------ Data for processing ------

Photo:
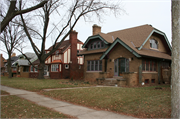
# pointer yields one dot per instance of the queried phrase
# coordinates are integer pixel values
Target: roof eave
(93, 37)
(159, 32)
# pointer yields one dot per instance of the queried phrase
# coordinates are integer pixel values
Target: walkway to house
(67, 108)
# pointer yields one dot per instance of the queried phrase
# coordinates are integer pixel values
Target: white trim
(145, 72)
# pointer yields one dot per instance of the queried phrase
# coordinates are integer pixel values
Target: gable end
(159, 32)
(94, 37)
(123, 44)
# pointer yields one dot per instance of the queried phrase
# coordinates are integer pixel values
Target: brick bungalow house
(140, 55)
(64, 63)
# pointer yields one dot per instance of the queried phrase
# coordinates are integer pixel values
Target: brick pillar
(73, 58)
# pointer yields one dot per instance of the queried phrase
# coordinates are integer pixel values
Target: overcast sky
(138, 12)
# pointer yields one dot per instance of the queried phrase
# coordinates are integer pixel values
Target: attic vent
(133, 44)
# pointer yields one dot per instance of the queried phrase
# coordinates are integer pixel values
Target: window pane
(151, 66)
(143, 65)
(147, 65)
(95, 45)
(127, 65)
(88, 66)
(155, 66)
(92, 65)
(102, 44)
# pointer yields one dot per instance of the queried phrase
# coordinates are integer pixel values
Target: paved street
(67, 108)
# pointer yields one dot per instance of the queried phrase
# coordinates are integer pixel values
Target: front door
(116, 68)
(122, 66)
(46, 71)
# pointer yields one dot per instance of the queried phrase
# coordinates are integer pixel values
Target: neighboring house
(64, 62)
(2, 65)
(22, 64)
(139, 54)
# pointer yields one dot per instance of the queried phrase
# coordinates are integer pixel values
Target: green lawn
(39, 84)
(15, 107)
(144, 102)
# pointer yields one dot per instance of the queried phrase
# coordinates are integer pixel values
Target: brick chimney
(13, 55)
(73, 42)
(96, 29)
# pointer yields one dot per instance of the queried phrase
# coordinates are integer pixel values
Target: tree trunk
(175, 77)
(9, 67)
(41, 70)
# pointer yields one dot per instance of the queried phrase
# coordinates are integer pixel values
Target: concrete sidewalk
(77, 111)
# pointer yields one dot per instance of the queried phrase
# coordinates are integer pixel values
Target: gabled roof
(103, 37)
(133, 39)
(24, 62)
(123, 44)
(92, 51)
(56, 61)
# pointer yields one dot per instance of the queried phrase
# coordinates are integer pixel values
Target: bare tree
(175, 77)
(13, 11)
(69, 13)
(12, 37)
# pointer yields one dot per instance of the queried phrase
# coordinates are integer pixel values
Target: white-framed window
(66, 66)
(94, 65)
(54, 67)
(154, 44)
(60, 67)
(35, 69)
(31, 68)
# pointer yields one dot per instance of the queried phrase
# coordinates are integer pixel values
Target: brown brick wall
(150, 76)
(161, 47)
(33, 74)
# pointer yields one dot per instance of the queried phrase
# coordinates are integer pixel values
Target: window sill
(92, 71)
(154, 49)
(148, 72)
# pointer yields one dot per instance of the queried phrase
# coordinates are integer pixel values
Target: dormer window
(96, 45)
(154, 44)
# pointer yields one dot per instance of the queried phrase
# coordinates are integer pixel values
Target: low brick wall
(24, 74)
(131, 78)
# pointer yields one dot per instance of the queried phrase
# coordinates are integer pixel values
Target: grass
(15, 107)
(39, 84)
(143, 102)
(4, 92)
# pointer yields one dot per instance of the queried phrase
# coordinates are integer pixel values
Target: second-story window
(154, 44)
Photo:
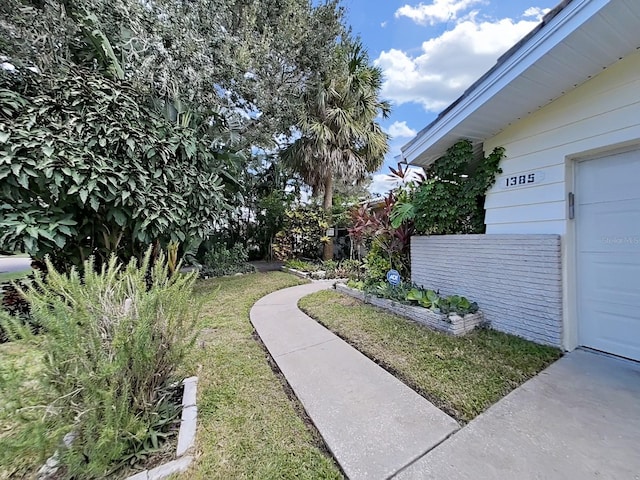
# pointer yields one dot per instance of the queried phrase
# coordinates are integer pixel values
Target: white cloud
(436, 12)
(448, 64)
(536, 12)
(383, 182)
(401, 130)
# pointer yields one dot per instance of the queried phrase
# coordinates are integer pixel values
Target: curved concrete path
(374, 425)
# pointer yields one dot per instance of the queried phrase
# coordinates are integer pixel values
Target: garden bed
(452, 323)
(461, 375)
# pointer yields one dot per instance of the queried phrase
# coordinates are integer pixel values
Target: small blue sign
(393, 277)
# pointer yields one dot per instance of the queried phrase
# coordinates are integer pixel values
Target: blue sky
(431, 51)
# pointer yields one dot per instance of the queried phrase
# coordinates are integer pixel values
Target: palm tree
(340, 137)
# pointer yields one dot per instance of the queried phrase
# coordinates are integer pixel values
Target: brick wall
(516, 279)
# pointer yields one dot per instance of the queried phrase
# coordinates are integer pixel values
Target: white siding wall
(600, 114)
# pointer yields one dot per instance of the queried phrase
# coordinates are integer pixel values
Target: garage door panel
(610, 226)
(608, 250)
(612, 178)
(609, 281)
(615, 332)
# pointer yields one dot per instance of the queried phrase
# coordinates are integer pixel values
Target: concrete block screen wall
(516, 279)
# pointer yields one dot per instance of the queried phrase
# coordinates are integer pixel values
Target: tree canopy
(339, 135)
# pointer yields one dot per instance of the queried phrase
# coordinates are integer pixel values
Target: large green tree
(340, 138)
(87, 168)
(250, 55)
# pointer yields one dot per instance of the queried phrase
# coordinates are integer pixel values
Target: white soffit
(582, 39)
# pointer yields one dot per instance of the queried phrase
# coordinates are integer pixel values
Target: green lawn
(23, 443)
(248, 428)
(12, 276)
(461, 375)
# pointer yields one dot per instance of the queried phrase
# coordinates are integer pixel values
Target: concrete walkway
(373, 424)
(578, 419)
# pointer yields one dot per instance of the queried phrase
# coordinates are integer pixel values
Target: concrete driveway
(578, 419)
(14, 264)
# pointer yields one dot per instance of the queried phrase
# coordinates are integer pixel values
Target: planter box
(452, 323)
(313, 276)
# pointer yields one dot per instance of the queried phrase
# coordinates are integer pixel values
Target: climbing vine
(451, 199)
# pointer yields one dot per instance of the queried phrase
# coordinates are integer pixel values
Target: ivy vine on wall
(451, 199)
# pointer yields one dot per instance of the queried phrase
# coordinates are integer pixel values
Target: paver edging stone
(452, 324)
(186, 439)
(310, 276)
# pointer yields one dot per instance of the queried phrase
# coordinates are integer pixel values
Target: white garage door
(608, 240)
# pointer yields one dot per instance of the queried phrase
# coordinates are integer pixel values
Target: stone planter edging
(309, 276)
(452, 324)
(186, 437)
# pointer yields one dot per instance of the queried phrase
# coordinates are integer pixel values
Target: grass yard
(247, 427)
(21, 447)
(12, 276)
(461, 375)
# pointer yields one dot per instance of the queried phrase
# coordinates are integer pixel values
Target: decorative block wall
(515, 279)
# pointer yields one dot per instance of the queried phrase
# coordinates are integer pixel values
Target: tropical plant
(340, 137)
(303, 234)
(115, 339)
(88, 169)
(220, 260)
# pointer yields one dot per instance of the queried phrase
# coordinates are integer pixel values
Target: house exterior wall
(600, 116)
(516, 279)
(602, 113)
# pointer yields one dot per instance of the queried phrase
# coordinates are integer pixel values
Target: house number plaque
(521, 180)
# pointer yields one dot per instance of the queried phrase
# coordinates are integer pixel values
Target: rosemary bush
(114, 341)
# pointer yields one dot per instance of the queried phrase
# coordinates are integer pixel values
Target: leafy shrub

------

Exercise objective:
Return the records verbatim, minus pictures.

Your solution:
Photo:
# pointer yields one dot per instance of the queried phrase
# coordinates are integer pixel values
Target: roof eave
(93, 37)
(159, 32)
# pointer yields one dot per instance of the queried phrase
# coordinates are integer pixel values
Target: walkway to house
(67, 108)
# pointer yields one dot per instance of the queried phrase
# coordinates are integer pixel values
Target: white trim
(145, 72)
# pointer yields one dot per instance of the queried phrase
# coordinates are integer pixel values
Target: gable end
(159, 32)
(94, 37)
(123, 44)
# pointer yields one dot per instance of the queried phrase
# coordinates are integer pixel values
Target: brick bungalow house
(140, 55)
(64, 63)
# pointer yields one dot per instance of the queried phrase
# coordinates are integer pixel values
Target: brick pillar
(73, 58)
# pointer yields one dot per instance of the queried phrase
# coordinates are integer pixel values
Target: overcast sky
(138, 12)
# pointer yields one dot per instance of the queried phrase
# coordinates are integer pixel values
Target: attic vent
(133, 44)
# pointer yields one dot per instance of the queried phrase
# coordinates are integer pixel values
Target: window pane
(151, 66)
(143, 65)
(147, 65)
(95, 45)
(127, 65)
(88, 66)
(155, 66)
(92, 65)
(102, 44)
# pointer yields one dot per instance of the queried phrase
# coordinates are integer pixel values
Target: paved street
(67, 108)
# pointer yields one dot per instance of the queried phrase
# coordinates are integer pixel values
Target: front door
(116, 68)
(122, 66)
(46, 71)
# pointer yields one dot per instance of the queried phrase
# coordinates are integer pixel values
Target: neighboring house
(64, 62)
(2, 65)
(22, 64)
(139, 54)
# pointer yields one dot per instance of the queried phrase
# coordinates are integer pixel values
Target: green lawn
(39, 84)
(15, 107)
(144, 102)
# pointer yields one dot per instance of the queried phrase
# coordinates are integer pixel values
Target: brick chimney
(13, 55)
(73, 42)
(96, 29)
# pointer yields one dot per instance of the queried phrase
# coordinates are integer pixel values
Target: tree trunk
(175, 77)
(9, 67)
(41, 70)
# pointer yields one dot per instance of the queried phrase
# coordinates are integer pixel values
Target: concrete sidewalk
(77, 111)
# pointer yields one dot per instance of the queried phrase
# coordinates are integer pixel values
Target: gabled roof
(103, 37)
(133, 39)
(24, 62)
(123, 44)
(92, 51)
(56, 61)
# pointer yields one dot per instance of the queried phrase
# coordinates are integer pixel values
Target: bare tree
(175, 77)
(13, 11)
(69, 13)
(12, 37)
# pointer yields one dot per instance of the queried phrase
# coordinates are integer pixel values
Target: white-framed window
(66, 66)
(94, 65)
(54, 67)
(154, 44)
(60, 67)
(35, 69)
(31, 68)
# pointer yields one dot per instance of the queried phrase
# coordinates are integer pixel values
Target: brown brick wall
(150, 76)
(161, 47)
(33, 74)
# pointer yields one dot per instance of the queried phrase
# coordinates are integer pixel values
Target: window sill
(92, 71)
(154, 49)
(148, 72)
# pointer yields one dot per instance of the queried phrase
# coordinates are integer pixel values
Target: dormer window
(96, 45)
(154, 44)
# pointer yields one dot per instance of the queried phrase
# coordinates are integer pixel values
Target: low brick wall
(24, 74)
(131, 78)
# pointer yields one dot per instance of the queried phrase
# coordinates are integer pixel values
Target: grass
(15, 107)
(39, 84)
(143, 102)
(4, 92)
# pointer yields one dot per instance of the queried phrase
# coordinates are integer pixel values
Target: second-story window
(154, 44)
Photo:
# pointer yields one dot per instance of the queried phrase
# coordinates are integer pixel values
Target: white cloud
(436, 12)
(448, 64)
(536, 12)
(383, 182)
(401, 130)
# pointer yields one dot per instance of the queried phrase
# coordinates are integer pixel values
Target: curved concrete path
(374, 425)
# pointer yields one dot per instance of the queried phrase
# coordinates are integer pixel values
Target: garden bed
(452, 323)
(461, 375)
# pointer yields one dot per instance of the queried phrase
# coordinates are integer pixel values
Target: small blue sign
(393, 277)
# pointer yields one dot per instance of the queried phrase
# coordinates are integer pixel values
Target: blue sky
(431, 51)
# pointer yields one dot per instance of the queried phrase
# coordinates are integer pixel values
Target: palm tree
(340, 137)
# pointer yields one dot per instance of the queried phrase
# coordinates are integer pixel values
Target: brick wall
(516, 279)
# pointer yields one dot per instance of the queried phrase
# coordinates are integer pixel values
Target: white siding wall
(600, 114)
# pointer yields one dot per instance of the queried phrase
# coordinates are integer pixel values
Target: garage door panel
(610, 226)
(608, 250)
(612, 178)
(609, 281)
(615, 332)
# pointer yields one dot per instance of the queried phrase
# coordinates are integer pixel values
Target: concrete block screen wall
(516, 279)
# pointer yields one dot per instance of the queried phrase
# coordinates are integer pixel values
Target: tree canopy
(339, 135)
# pointer yields one dot per instance of the queried phrase
# coordinates are integer pixel values
Target: large green tree
(340, 138)
(87, 168)
(250, 55)
# pointer yields one dot per instance of the queried phrase
# coordinates are integer pixel values
Target: white soffit
(582, 39)
# pointer yields one dot per instance of the queried phrase
# coordinates are integer pixel values
Target: green lawn
(23, 443)
(248, 428)
(12, 276)
(461, 375)
# pointer yields one dot per instance of the queried phrase
# coordinates are integer pixel values
Target: concrete walkway
(373, 424)
(578, 419)
# pointer yields one dot per instance of the queried phrase
# coordinates are integer pixel values
Target: concrete driveway
(578, 419)
(14, 264)
# pointer yields one dot per instance of the queried phrase
# coordinates are integer pixel values
Target: planter box
(452, 323)
(313, 276)
# pointer yields one dot per instance of the queried phrase
# coordinates are integer pixel values
Target: climbing vine
(451, 199)
# pointer yields one dot per instance of the queried phrase
# coordinates are integer pixel values
Target: ivy vine on wall
(451, 199)
# pointer yields one dot per instance of the queried phrase
# coordinates are integer pixel values
Target: paver edging stone
(452, 324)
(186, 439)
(310, 276)
# pointer yields one dot per instance of the queried phrase
# coordinates are integer pixel values
Target: white garage door
(608, 240)
# pointer yields one dot per instance of the queried phrase
# coordinates are integer pixel values
Target: stone planter edging
(309, 276)
(452, 324)
(186, 437)
# pointer yields one dot per instance of the queried phrase
# coordinates are integer pixel values
Target: grass yard
(247, 427)
(21, 447)
(12, 276)
(461, 375)
# pointer yields one dot per instance of the queried phrase
# coordinates are integer pixel values
Target: decorative block wall
(515, 279)
# pointer yields one dot per instance of the queried phrase
# coordinates are integer pixel values
Target: tropical plant
(340, 137)
(303, 234)
(115, 339)
(88, 169)
(220, 260)
# pointer yields one dot per instance of the queried phrase
# coordinates are integer pixel values
Target: house exterior wall
(600, 116)
(516, 279)
(602, 113)
# pointer yields one dot per instance of the queried phrase
# coordinates are integer pixel values
Target: house number plaque
(521, 180)
# pointer yields one dot per instance of the queried phrase
# coordinates are integer pixel values
Target: rosemary bush
(114, 341)
# pointer yields one dot per instance of the queried phrase
# coordinates are integer pixel values
Target: leafy shrub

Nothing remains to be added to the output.